What the task asks:
Decide whether each statement below agrees with the investing commentary. For each one, answer yes or no and quote the deciding words of the commentary exactly.
(a) The Fed's GDP growth forecasts have been too optimistic for four years in a row.
(b) The Bank of Canada has moved its rate away from 1 per cent.
(c) The euro zone is leading the slowdown in global economic growth.

Text extract:
If an investor were only to look at the sky-high S&P 500's performance this year, then complacency would seem in order.

If that investor were only to look at the news stories of wars in Ukraine and the Middle East, and the new aggressiveness of China toward its neighbours on land and sea, fear would seem in order.

If that investor were to look only at the improving news on the U.S. economy, and the Fed's hints that normal interest rates are coming soon, then buying U.S. stocks and selling bonds would seem in order.

If that investor were to look only at the Canadian economy – and not feel great concern about real estate prices in Vancouver, Calgary, and Toronto – then buying Canadian stocks would seem in order.

Six years after the crash, global economic growth is slowing, led by the euro zone's dismal performance, and diminished growth in both the United States and China. Yes, Wall Street forecasters and the Federal Reserve keep telling us that the U.S. is about to experience strong growth – but they have been telling us that since 2010. The Fed's own GDP growth forecasts have proved over-optimistic for four straight years. That's why short-term rates remain near zero. Nobody predicted that near-free money would still be available from both the Fed and the European Central Bank. The Bank of Canada has stuck to its 1 per cent rate far longer than anyone thought in 2010.

Data shown:
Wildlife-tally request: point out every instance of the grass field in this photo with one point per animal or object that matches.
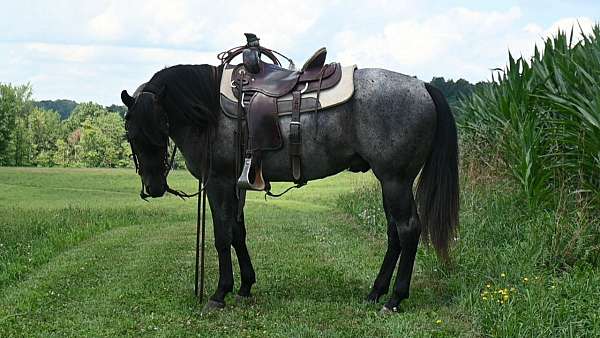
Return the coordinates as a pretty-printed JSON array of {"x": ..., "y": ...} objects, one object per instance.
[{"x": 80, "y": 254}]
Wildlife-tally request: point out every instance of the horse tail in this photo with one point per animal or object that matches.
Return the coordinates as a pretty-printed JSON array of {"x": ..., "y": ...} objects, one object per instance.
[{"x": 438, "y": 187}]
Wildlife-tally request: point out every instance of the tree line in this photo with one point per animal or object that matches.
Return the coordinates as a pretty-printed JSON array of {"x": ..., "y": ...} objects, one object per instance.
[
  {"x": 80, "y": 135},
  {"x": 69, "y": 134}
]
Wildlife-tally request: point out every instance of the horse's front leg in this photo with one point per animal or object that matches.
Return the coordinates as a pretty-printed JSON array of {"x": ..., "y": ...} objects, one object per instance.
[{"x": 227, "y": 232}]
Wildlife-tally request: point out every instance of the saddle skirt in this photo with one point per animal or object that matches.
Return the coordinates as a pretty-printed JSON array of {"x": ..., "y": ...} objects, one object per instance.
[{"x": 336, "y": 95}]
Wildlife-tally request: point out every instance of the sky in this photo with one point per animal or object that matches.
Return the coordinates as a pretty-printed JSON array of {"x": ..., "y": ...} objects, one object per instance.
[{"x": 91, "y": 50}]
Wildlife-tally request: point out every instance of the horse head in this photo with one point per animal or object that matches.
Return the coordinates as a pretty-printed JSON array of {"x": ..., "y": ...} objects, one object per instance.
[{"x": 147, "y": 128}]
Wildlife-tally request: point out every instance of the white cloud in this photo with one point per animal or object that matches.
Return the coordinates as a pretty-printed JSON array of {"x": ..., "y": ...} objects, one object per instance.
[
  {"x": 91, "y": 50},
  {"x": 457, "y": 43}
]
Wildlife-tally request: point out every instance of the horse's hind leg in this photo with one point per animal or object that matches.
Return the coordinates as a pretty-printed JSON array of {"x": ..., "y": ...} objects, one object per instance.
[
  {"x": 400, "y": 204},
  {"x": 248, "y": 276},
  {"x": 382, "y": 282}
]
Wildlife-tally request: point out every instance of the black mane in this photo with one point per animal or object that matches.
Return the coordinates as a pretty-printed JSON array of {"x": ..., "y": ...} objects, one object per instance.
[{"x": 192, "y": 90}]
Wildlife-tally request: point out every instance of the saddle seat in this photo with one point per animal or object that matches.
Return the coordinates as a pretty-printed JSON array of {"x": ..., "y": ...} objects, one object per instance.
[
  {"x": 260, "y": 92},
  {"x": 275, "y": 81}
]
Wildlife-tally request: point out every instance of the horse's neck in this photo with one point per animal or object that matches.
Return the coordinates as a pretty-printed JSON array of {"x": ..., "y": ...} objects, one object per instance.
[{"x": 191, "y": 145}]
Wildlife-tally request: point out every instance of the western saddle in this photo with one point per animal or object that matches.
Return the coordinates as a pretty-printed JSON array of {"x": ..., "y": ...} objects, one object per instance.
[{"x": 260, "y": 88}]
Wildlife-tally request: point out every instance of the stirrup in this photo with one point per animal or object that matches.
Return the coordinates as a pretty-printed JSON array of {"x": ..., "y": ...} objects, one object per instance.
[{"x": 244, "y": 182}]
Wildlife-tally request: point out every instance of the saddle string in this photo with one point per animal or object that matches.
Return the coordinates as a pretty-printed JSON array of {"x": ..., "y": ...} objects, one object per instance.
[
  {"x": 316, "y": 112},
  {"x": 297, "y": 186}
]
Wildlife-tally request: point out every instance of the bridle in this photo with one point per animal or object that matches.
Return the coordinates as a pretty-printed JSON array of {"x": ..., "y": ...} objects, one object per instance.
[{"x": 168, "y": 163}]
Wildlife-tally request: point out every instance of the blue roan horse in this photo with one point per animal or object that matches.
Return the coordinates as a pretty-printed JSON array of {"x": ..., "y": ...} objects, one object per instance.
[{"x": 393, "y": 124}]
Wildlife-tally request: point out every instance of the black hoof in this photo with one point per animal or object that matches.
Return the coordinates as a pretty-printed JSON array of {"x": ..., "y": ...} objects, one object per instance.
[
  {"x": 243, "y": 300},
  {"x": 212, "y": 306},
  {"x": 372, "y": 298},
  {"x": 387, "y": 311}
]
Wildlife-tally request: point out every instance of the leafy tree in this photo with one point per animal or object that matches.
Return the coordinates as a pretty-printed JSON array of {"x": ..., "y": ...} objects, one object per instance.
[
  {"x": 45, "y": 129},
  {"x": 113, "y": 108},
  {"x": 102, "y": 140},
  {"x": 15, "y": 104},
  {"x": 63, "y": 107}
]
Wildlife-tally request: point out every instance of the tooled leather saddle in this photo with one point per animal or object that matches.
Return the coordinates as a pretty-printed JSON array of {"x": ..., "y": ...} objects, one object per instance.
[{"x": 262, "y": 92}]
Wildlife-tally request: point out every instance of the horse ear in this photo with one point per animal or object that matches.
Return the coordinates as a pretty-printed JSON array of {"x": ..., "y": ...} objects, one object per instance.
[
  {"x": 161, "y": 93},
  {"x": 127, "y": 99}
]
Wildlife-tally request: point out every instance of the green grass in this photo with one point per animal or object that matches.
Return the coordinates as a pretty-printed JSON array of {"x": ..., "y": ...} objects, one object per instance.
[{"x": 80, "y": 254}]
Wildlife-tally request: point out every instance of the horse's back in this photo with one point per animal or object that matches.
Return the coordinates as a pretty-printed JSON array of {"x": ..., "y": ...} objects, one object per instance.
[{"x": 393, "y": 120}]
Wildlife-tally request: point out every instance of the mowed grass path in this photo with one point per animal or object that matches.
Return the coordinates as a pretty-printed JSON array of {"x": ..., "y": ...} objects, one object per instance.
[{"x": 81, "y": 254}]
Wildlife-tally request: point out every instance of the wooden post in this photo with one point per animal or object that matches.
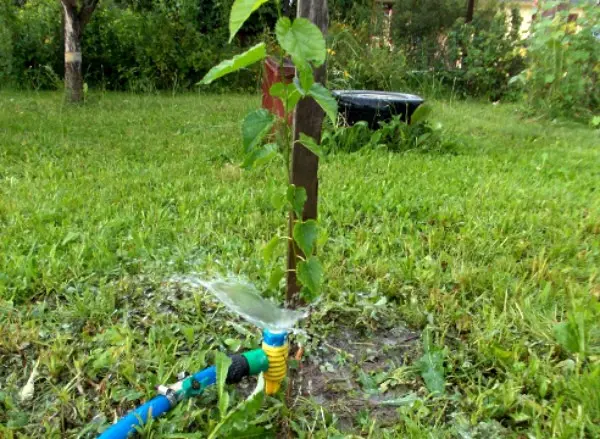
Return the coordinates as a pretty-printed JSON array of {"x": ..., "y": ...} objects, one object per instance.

The completed task:
(a) Yes: "The Fed's own GDP growth forecasts have proved over-optimistic for four straight years."
(b) No: "The Bank of Canada has stuck to its 1 per cent rate far longer than anyone thought in 2010."
(c) Yes: "global economic growth is slowing, led by the euro zone's dismal performance"